_Your goal_
Would you please write out each entry that follows, exactly as written?

*** Opening of Materials provided ***

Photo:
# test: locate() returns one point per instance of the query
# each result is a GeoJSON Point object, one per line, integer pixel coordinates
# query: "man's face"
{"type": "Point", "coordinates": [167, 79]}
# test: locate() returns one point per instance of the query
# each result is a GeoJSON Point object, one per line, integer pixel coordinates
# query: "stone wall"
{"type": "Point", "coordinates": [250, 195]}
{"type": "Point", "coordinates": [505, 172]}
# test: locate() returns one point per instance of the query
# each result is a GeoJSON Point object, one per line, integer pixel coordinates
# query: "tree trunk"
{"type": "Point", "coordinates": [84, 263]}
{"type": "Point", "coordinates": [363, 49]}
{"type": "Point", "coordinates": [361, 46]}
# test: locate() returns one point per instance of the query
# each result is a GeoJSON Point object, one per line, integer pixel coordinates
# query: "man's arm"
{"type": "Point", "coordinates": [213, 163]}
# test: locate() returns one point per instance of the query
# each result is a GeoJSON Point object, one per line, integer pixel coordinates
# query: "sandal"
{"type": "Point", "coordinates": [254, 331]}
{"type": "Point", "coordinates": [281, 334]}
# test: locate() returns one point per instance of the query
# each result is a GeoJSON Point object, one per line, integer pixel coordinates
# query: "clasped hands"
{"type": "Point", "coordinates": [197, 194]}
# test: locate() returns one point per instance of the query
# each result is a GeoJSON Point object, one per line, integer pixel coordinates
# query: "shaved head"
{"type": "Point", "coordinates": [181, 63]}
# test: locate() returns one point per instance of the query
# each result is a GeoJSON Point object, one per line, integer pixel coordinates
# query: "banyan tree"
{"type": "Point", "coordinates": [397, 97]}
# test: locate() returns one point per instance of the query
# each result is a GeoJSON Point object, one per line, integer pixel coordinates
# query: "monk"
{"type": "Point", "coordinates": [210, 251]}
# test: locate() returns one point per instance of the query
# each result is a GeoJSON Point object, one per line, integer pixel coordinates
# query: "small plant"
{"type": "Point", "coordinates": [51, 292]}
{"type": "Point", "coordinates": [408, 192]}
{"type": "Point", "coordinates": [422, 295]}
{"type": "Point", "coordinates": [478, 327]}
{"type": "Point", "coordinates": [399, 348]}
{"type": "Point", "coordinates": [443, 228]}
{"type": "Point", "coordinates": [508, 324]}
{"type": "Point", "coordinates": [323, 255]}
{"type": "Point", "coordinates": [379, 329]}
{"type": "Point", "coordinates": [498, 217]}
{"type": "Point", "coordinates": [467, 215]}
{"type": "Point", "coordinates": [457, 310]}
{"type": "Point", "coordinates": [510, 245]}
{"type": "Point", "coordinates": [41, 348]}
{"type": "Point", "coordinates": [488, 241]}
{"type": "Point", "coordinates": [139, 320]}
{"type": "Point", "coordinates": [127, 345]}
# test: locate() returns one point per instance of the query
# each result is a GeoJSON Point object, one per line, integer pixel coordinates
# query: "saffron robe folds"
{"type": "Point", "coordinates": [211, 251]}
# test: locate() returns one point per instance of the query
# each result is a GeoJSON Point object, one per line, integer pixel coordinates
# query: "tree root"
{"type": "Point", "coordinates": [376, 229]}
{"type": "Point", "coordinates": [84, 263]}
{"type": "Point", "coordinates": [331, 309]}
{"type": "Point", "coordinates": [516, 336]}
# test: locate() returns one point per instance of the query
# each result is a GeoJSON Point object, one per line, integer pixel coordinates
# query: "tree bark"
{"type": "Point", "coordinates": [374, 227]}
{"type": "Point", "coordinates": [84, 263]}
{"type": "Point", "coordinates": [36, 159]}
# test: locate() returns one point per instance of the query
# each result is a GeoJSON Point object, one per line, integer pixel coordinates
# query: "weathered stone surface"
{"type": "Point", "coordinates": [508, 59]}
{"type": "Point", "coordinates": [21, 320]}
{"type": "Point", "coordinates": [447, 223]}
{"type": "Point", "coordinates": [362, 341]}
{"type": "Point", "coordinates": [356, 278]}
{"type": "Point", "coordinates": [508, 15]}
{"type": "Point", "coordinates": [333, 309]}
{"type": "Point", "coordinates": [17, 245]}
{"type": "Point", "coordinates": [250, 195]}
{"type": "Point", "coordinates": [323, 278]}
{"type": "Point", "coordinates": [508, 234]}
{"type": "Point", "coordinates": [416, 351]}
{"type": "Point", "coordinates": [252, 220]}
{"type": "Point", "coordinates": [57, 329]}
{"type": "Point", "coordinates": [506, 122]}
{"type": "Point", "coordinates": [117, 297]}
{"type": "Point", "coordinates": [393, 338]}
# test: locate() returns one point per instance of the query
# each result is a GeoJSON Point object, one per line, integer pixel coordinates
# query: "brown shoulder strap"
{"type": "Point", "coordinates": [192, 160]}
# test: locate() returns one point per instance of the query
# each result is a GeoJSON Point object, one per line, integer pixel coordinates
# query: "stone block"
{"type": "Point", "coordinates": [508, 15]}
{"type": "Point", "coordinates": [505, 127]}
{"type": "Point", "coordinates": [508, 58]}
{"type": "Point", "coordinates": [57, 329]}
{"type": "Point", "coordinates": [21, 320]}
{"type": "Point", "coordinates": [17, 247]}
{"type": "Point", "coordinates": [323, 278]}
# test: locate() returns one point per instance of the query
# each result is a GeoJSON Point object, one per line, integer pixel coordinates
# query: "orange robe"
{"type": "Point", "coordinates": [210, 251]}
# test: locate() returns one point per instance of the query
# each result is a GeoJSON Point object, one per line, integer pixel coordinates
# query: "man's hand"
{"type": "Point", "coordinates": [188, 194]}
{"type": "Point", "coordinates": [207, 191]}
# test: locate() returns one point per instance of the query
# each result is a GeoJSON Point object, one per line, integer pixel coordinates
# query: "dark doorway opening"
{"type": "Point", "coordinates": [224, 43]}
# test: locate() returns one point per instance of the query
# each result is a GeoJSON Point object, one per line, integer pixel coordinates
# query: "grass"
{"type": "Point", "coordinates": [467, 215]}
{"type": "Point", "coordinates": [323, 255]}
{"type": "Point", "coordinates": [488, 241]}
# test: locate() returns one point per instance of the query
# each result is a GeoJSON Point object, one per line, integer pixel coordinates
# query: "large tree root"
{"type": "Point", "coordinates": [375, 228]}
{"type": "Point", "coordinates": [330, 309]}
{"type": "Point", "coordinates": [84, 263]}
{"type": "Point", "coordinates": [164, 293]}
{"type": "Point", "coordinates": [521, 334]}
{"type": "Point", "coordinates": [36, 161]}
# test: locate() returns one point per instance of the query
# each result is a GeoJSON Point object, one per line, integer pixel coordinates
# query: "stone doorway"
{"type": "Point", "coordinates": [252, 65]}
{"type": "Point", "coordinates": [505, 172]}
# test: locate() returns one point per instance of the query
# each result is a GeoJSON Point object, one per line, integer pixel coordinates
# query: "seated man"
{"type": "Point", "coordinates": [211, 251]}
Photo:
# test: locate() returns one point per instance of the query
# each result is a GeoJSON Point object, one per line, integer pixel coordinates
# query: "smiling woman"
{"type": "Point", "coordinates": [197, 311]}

*** Close of Materials provided ***

_Response below_
Photo:
# test: locate() returns one point per instance of the query
# each result is a GeoJSON Point object, one per line, integer pixel coordinates
# query: "man's face"
{"type": "Point", "coordinates": [167, 79]}
# test: locate() returns one point per instance of the query
# each result is a GeoJSON Point object, one per line, integer pixel coordinates
# query: "stone wall"
{"type": "Point", "coordinates": [250, 195]}
{"type": "Point", "coordinates": [505, 172]}
# test: locate() returns one point per instance of the query
# each result is a GeoJSON Point object, one per line, integer pixel coordinates
# query: "tree trunk"
{"type": "Point", "coordinates": [84, 263]}
{"type": "Point", "coordinates": [363, 49]}
{"type": "Point", "coordinates": [361, 46]}
# test: locate() returns one point per instance of the query
# each result is a GeoJSON Point object, one per line, integer pixel coordinates
# query: "man's arm"
{"type": "Point", "coordinates": [213, 163]}
# test: locate() returns one point per instance of the query
# each result is a GeoJSON Point object, one per line, integer pixel coordinates
# query: "sandal"
{"type": "Point", "coordinates": [254, 331]}
{"type": "Point", "coordinates": [281, 334]}
# test: locate() returns one point per instance of the query
# each result is a GeoJSON Point object, one per line, integer pixel coordinates
# query: "clasped hands"
{"type": "Point", "coordinates": [197, 194]}
# test: locate() returns one point per instance of the query
# each result is a GeoJSON Point object, one per line, integer pixel coordinates
# query: "shaved head"
{"type": "Point", "coordinates": [181, 63]}
# test: locate() returns one point per instance of the query
# each result is a GeoJSON Point object, one per line, integer pixel coordinates
# query: "banyan tree"
{"type": "Point", "coordinates": [397, 97]}
# test: locate() returns one point per instance of the query
# each result is a GeoJSON Point object, one per line, integer pixel coordinates
# query: "monk"
{"type": "Point", "coordinates": [210, 251]}
# test: locate() returns one point per instance of the query
# each result is a GeoJSON Point object, one per line, integer pixel coordinates
# query: "small plant"
{"type": "Point", "coordinates": [51, 292]}
{"type": "Point", "coordinates": [408, 192]}
{"type": "Point", "coordinates": [422, 295]}
{"type": "Point", "coordinates": [478, 327]}
{"type": "Point", "coordinates": [399, 348]}
{"type": "Point", "coordinates": [443, 228]}
{"type": "Point", "coordinates": [508, 324]}
{"type": "Point", "coordinates": [323, 255]}
{"type": "Point", "coordinates": [379, 329]}
{"type": "Point", "coordinates": [498, 217]}
{"type": "Point", "coordinates": [467, 215]}
{"type": "Point", "coordinates": [457, 310]}
{"type": "Point", "coordinates": [510, 245]}
{"type": "Point", "coordinates": [41, 348]}
{"type": "Point", "coordinates": [488, 241]}
{"type": "Point", "coordinates": [139, 320]}
{"type": "Point", "coordinates": [127, 345]}
# test: locate() returns one point per instance of the query
# each result is a GeoJSON Point object, one per line, integer pixel coordinates
# query: "saffron robe folds"
{"type": "Point", "coordinates": [211, 251]}
# test: locate() returns one point per instance of the query
# each result is a GeoJSON Point object, one per line, integer pixel coordinates
# query: "tree root"
{"type": "Point", "coordinates": [376, 229]}
{"type": "Point", "coordinates": [84, 263]}
{"type": "Point", "coordinates": [331, 309]}
{"type": "Point", "coordinates": [516, 336]}
# test: locate() returns one point per instance of the query
# each result is a GeoJSON Point object, one per line, integer pixel coordinates
# query: "tree bark"
{"type": "Point", "coordinates": [374, 227]}
{"type": "Point", "coordinates": [84, 263]}
{"type": "Point", "coordinates": [36, 159]}
# test: locate() returns one point per instance of the query
# each result is a GeoJSON Point object, one per line, integer pixel coordinates
# query: "weathered stone surface"
{"type": "Point", "coordinates": [508, 59]}
{"type": "Point", "coordinates": [21, 320]}
{"type": "Point", "coordinates": [447, 223]}
{"type": "Point", "coordinates": [362, 341]}
{"type": "Point", "coordinates": [356, 278]}
{"type": "Point", "coordinates": [508, 15]}
{"type": "Point", "coordinates": [333, 309]}
{"type": "Point", "coordinates": [17, 245]}
{"type": "Point", "coordinates": [250, 195]}
{"type": "Point", "coordinates": [323, 278]}
{"type": "Point", "coordinates": [508, 234]}
{"type": "Point", "coordinates": [416, 351]}
{"type": "Point", "coordinates": [252, 220]}
{"type": "Point", "coordinates": [57, 329]}
{"type": "Point", "coordinates": [506, 122]}
{"type": "Point", "coordinates": [117, 297]}
{"type": "Point", "coordinates": [393, 338]}
# test: locate() returns one point per instance of the query
# each result is a GeoJSON Point object, one per line, integer pixel coordinates
# query: "brown shoulder strap"
{"type": "Point", "coordinates": [192, 160]}
# test: locate() returns one point per instance of the query
# each result is a GeoJSON Point object, one per line, integer pixel coordinates
# query: "stone block"
{"type": "Point", "coordinates": [508, 15]}
{"type": "Point", "coordinates": [505, 127]}
{"type": "Point", "coordinates": [508, 58]}
{"type": "Point", "coordinates": [57, 329]}
{"type": "Point", "coordinates": [21, 320]}
{"type": "Point", "coordinates": [17, 247]}
{"type": "Point", "coordinates": [323, 278]}
# test: locate() returns one point per instance of the query
# each result is a GeoJSON Point object, one per line, integer pixel coordinates
# query: "orange robe"
{"type": "Point", "coordinates": [210, 251]}
# test: locate() returns one point per instance of the query
# each result is a GeoJSON Point object, one per line, integer pixel coordinates
# query: "man's hand"
{"type": "Point", "coordinates": [188, 194]}
{"type": "Point", "coordinates": [207, 191]}
# test: locate() returns one point per instance of the query
# each result is a GeoJSON Point object, one per line, integer pixel coordinates
# query: "dark doorway opening"
{"type": "Point", "coordinates": [224, 43]}
# test: locate() returns one point per instance of the query
# each result is a GeoJSON Point object, one per line, integer pixel coordinates
# query: "grass"
{"type": "Point", "coordinates": [467, 215]}
{"type": "Point", "coordinates": [323, 255]}
{"type": "Point", "coordinates": [488, 241]}
# test: locate() returns one point per instance of the query
# each result is a GeoJSON Point object, one per line, integer pixel coordinates
# query: "large tree root"
{"type": "Point", "coordinates": [375, 228]}
{"type": "Point", "coordinates": [330, 309]}
{"type": "Point", "coordinates": [84, 263]}
{"type": "Point", "coordinates": [164, 293]}
{"type": "Point", "coordinates": [521, 334]}
{"type": "Point", "coordinates": [36, 161]}
# test: locate() returns one point per instance of the query
# each result is a GeoJSON Point object, one per line, integer pixel coordinates
# query: "stone doorway"
{"type": "Point", "coordinates": [252, 65]}
{"type": "Point", "coordinates": [505, 172]}
# test: locate() returns one point per instance of the query
# each result is a GeoJSON Point object, one per line, integer pixel coordinates
# query: "seated man"
{"type": "Point", "coordinates": [211, 251]}
Photo:
# test: locate() returns one point per instance of the query
# each result is a GeoJSON Point object, one per line, integer pixel coordinates
# query: "smiling woman"
{"type": "Point", "coordinates": [197, 311]}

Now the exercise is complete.